▸ **TASK STATEMENT**
Count the lines in the records that contain the word "distant" with the same capitalization, and give only the number.

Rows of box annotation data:
###
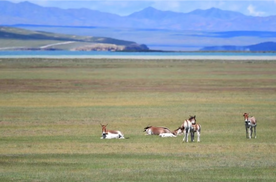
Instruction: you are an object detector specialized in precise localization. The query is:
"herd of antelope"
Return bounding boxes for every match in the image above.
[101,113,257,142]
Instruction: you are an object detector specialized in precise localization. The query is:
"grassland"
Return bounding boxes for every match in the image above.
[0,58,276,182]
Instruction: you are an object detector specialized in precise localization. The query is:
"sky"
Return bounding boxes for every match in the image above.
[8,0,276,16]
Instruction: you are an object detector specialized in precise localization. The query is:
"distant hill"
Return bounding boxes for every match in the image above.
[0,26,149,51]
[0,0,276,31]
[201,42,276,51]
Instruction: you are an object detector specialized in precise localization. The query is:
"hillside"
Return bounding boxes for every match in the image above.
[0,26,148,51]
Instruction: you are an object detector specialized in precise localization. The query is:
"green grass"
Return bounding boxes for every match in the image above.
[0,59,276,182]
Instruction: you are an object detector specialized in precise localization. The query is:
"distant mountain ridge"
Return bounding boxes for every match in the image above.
###
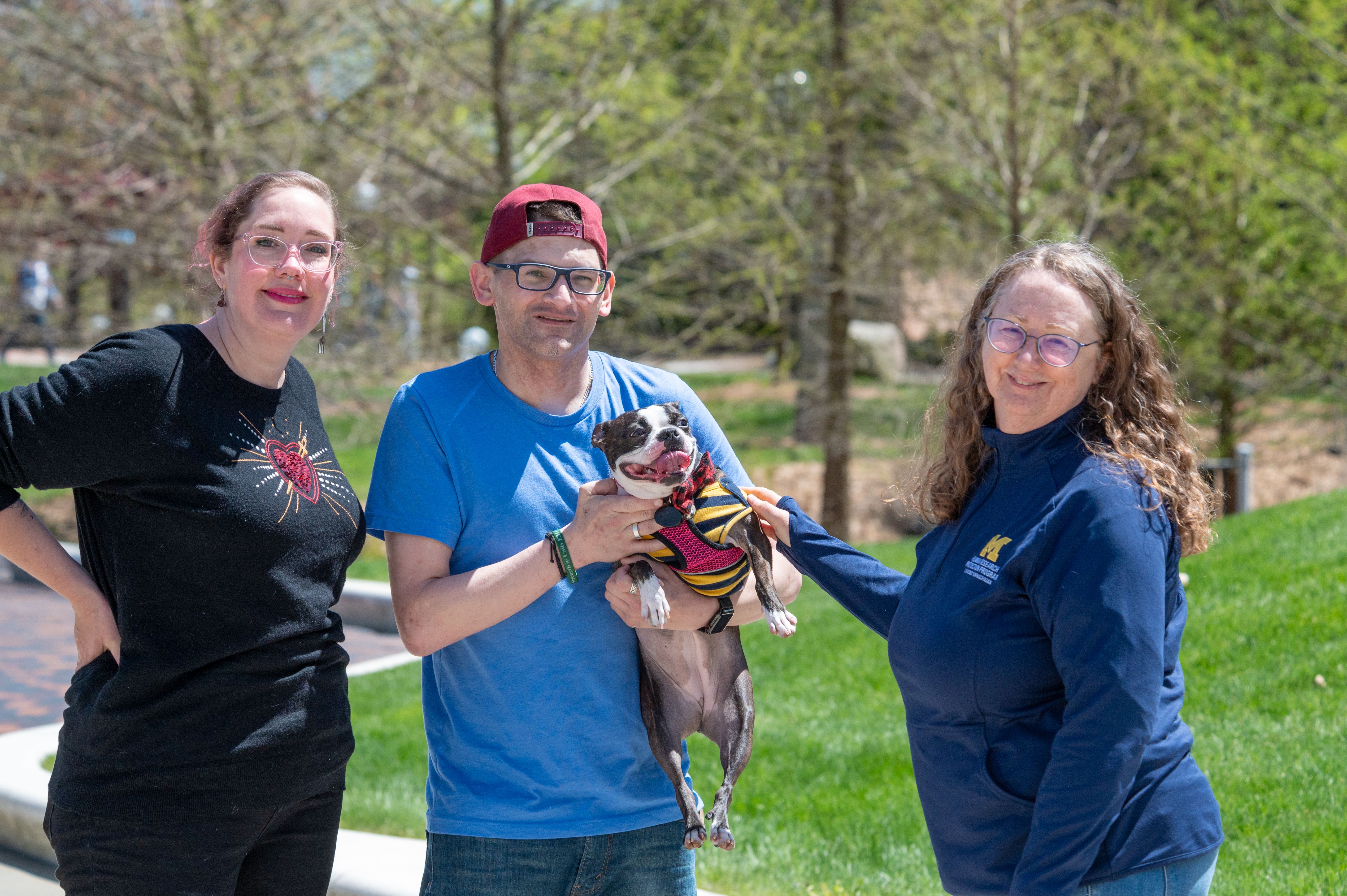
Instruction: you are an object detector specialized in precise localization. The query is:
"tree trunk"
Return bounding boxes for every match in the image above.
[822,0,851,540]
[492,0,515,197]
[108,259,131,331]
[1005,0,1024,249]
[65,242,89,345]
###
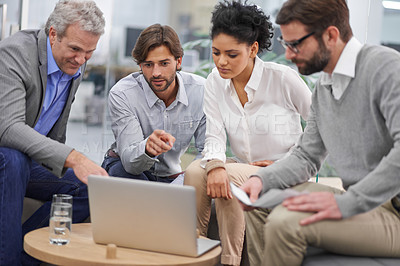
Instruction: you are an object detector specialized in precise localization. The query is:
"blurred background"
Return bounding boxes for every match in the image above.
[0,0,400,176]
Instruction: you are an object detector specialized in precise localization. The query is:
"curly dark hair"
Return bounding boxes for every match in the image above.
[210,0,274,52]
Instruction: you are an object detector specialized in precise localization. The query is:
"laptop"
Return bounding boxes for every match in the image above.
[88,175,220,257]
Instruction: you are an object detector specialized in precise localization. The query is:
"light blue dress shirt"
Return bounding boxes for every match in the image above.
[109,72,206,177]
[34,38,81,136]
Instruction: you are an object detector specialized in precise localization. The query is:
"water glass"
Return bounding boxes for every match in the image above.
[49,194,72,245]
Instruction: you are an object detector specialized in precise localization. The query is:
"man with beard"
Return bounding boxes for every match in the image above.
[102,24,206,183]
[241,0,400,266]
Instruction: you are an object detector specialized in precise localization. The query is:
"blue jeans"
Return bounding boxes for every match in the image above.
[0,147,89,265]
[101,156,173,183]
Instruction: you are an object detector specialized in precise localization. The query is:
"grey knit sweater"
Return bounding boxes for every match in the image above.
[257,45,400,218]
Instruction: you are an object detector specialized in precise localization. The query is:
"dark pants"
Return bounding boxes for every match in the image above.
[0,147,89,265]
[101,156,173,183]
###
▸ **EXERCISE RESULT**
2